## WHAT IS REQUIRED
Reformat the data below as a numbered list with one line per entry, dropping any blank lines.

___ DATA IN THIS EXERCISE

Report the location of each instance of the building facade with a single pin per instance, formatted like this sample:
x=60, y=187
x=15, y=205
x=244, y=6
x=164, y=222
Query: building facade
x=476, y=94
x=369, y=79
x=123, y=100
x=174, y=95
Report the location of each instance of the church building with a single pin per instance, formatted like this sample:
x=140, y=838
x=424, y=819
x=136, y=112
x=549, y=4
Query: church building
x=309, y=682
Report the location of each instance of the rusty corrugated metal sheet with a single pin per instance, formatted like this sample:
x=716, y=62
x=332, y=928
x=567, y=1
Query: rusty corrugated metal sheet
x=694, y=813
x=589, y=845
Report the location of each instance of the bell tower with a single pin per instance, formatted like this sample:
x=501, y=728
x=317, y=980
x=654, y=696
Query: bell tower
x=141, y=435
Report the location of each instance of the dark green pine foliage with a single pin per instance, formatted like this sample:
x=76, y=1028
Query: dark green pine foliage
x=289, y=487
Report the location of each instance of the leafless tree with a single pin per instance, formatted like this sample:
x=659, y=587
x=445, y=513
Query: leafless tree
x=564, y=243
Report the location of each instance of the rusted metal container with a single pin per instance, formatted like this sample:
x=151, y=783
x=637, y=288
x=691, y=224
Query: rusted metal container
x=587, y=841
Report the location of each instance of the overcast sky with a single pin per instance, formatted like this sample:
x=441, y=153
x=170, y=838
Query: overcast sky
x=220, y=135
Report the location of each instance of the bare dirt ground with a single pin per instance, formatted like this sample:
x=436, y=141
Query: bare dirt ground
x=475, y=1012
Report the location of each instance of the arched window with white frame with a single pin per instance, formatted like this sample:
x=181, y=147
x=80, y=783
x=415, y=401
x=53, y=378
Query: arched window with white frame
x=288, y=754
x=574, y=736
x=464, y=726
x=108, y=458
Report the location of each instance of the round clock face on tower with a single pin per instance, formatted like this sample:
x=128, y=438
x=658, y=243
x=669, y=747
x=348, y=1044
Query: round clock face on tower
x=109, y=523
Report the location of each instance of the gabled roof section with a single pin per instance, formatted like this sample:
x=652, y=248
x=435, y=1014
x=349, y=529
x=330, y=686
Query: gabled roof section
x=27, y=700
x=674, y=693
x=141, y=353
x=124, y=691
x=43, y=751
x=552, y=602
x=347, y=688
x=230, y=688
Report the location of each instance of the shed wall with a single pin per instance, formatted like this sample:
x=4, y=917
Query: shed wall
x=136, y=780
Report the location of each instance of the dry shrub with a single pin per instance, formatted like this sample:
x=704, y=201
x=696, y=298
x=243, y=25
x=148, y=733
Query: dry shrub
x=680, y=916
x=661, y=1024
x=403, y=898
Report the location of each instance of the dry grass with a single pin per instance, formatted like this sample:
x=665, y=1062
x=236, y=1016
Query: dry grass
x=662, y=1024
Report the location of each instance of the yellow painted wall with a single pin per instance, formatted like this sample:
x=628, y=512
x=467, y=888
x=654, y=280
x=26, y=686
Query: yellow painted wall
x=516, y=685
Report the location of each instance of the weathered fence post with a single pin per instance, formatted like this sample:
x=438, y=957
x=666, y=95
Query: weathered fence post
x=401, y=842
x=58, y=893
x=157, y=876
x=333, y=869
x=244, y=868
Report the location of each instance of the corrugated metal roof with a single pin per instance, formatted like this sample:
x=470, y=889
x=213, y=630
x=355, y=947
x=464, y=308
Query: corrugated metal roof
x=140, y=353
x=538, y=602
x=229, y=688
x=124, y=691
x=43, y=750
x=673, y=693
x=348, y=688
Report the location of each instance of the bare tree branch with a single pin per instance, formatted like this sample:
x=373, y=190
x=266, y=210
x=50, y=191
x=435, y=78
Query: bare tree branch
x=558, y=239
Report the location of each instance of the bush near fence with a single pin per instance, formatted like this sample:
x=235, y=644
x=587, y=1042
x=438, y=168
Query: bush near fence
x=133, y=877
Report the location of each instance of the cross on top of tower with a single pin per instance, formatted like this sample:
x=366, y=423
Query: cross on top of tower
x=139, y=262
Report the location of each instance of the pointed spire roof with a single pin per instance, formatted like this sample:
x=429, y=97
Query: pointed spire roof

______

## THE SOLUTION
1. Report the location of each instance of the building facade with a single pin per instance, formatted like this sample:
2. x=60, y=187
3. x=15, y=205
4. x=244, y=6
5. x=164, y=222
6. Query: building facade
7. x=476, y=94
8. x=369, y=79
9. x=123, y=100
10. x=174, y=95
11. Report the location of each instance of the church building with a single pin per instance, formatted like this sample:
12. x=140, y=838
13. x=424, y=819
14. x=136, y=112
15. x=549, y=4
16. Query: church building
17. x=309, y=682
18. Report the location of each instance of the rusty corrugated metal sheet with a single pin per instance, formatted like this sample:
19. x=716, y=62
20. x=332, y=928
21. x=567, y=1
22. Query: rusty corrugated metal sheet
23. x=694, y=813
24. x=589, y=845
25. Report the location of each instance of the bell tower with a single pin per instance, formatted like this sample:
26. x=501, y=728
27. x=317, y=980
28. x=654, y=696
29. Query: bell tower
30. x=141, y=435
31. Report the location of each instance of the dark green pine foliage with a single pin per instance, formatted like this sample:
32. x=76, y=1028
33. Query: dark green pine foliage
34. x=289, y=487
35. Report the location of each instance of the leafless tree with a single pin per instance, formatted like this sample:
36. x=659, y=587
37. x=445, y=513
38. Query: leafless tree
39. x=564, y=243
40. Report the location of each instance of the rusted metal container with a single pin per instance, formatted like this sample:
41. x=151, y=783
42. x=637, y=288
43. x=691, y=224
44. Query: rusted metal container
45. x=587, y=841
46. Report the location of each instance of the overcast sky with a single pin per instance, formatted like this sample:
47. x=441, y=153
48. x=170, y=838
49. Query: overcast sky
50. x=220, y=135
51. Report the location of each instance of the bare dirt ground with a single pin per instance, formatted like this sample:
52. x=436, y=141
53. Query: bare dirt ground
54. x=475, y=1012
55. Report the location of each instance of the arched window with white frame with a single pin per instance, formatted like this sample:
56. x=181, y=147
57. x=80, y=783
58. x=415, y=401
59. x=53, y=378
60. Query: arched window with white frame
61. x=288, y=754
62. x=574, y=736
63. x=464, y=726
64. x=108, y=458
65. Report the location of each instance of the round clock face on tower with a single pin per instance, formatted like this sample:
66. x=128, y=438
67. x=658, y=243
68. x=669, y=747
69. x=348, y=1044
70. Query: round clock face on tower
71. x=109, y=523
72. Report the location of each instance of the gabled roof section with a single pin per instance, formatted like this sample:
73. x=652, y=248
74. x=435, y=1014
75. x=349, y=529
76. x=330, y=686
77. Query: gabled roof section
78. x=27, y=700
79. x=674, y=693
80. x=141, y=353
81. x=124, y=691
82. x=43, y=751
83. x=552, y=602
84. x=347, y=688
85. x=230, y=688
86. Report the location of each instance of the shed wall with a single pin per instance, formatted like this sample:
87. x=4, y=917
88. Query: shed wall
89. x=136, y=780
90. Report the location of each instance of the dry shrub with a single pin per instance, formatted like this sample:
91. x=704, y=201
92. x=696, y=298
93. x=243, y=25
94. x=148, y=733
95. Query: dry shrub
96. x=680, y=916
97. x=661, y=1024
98. x=403, y=898
99. Report the location of each instance of the dry grass with a single pin per instance, formatted like this sample:
100. x=665, y=1062
101. x=236, y=1016
102. Query: dry grass
103. x=662, y=1024
104. Report the location of each instance of the yellow painted wall with a single pin per instance, formatted like this sample:
105. x=628, y=512
106. x=467, y=888
107. x=654, y=280
108. x=26, y=686
109. Query: yellow painted wall
110. x=516, y=685
111. Report the location of each instance of the weathered fence post with a single pin per instance, formatted like this sample:
112. x=438, y=957
113. x=666, y=95
114. Query: weathered fence post
115. x=401, y=842
116. x=58, y=893
117. x=157, y=876
118. x=333, y=869
119. x=244, y=868
120. Report the location of each instance of the corrugated metal roof with a single pin per instance, formatted like this sample:
121. x=470, y=889
122. x=213, y=630
123. x=355, y=947
124. x=464, y=308
125. Query: corrugated metal roof
126. x=140, y=353
127. x=538, y=602
128. x=229, y=688
129. x=124, y=691
130. x=43, y=750
131. x=673, y=693
132. x=348, y=688
133. Report the location of each instance of the bare tree branch with a single pin per instance, formatted like this sample:
134. x=373, y=190
135. x=266, y=210
136. x=50, y=191
137. x=435, y=78
138. Query: bare tree branch
139. x=558, y=239
140. Report the location of each instance of the bush near fence with a single pin per instance, formatted like this sample:
141. x=235, y=644
142. x=587, y=1042
143. x=438, y=168
144. Query: bush near fence
145. x=133, y=877
146. Report the location of each instance of the cross on top of tower with a single pin per instance, formatted like this sample:
147. x=366, y=423
148. Query: cross on top of tower
149. x=139, y=262
150. Report the location of each instance of the pointed spire roof with a single pin per instance, formatted like this sample:
151. x=429, y=97
152. Query: pointed spire roof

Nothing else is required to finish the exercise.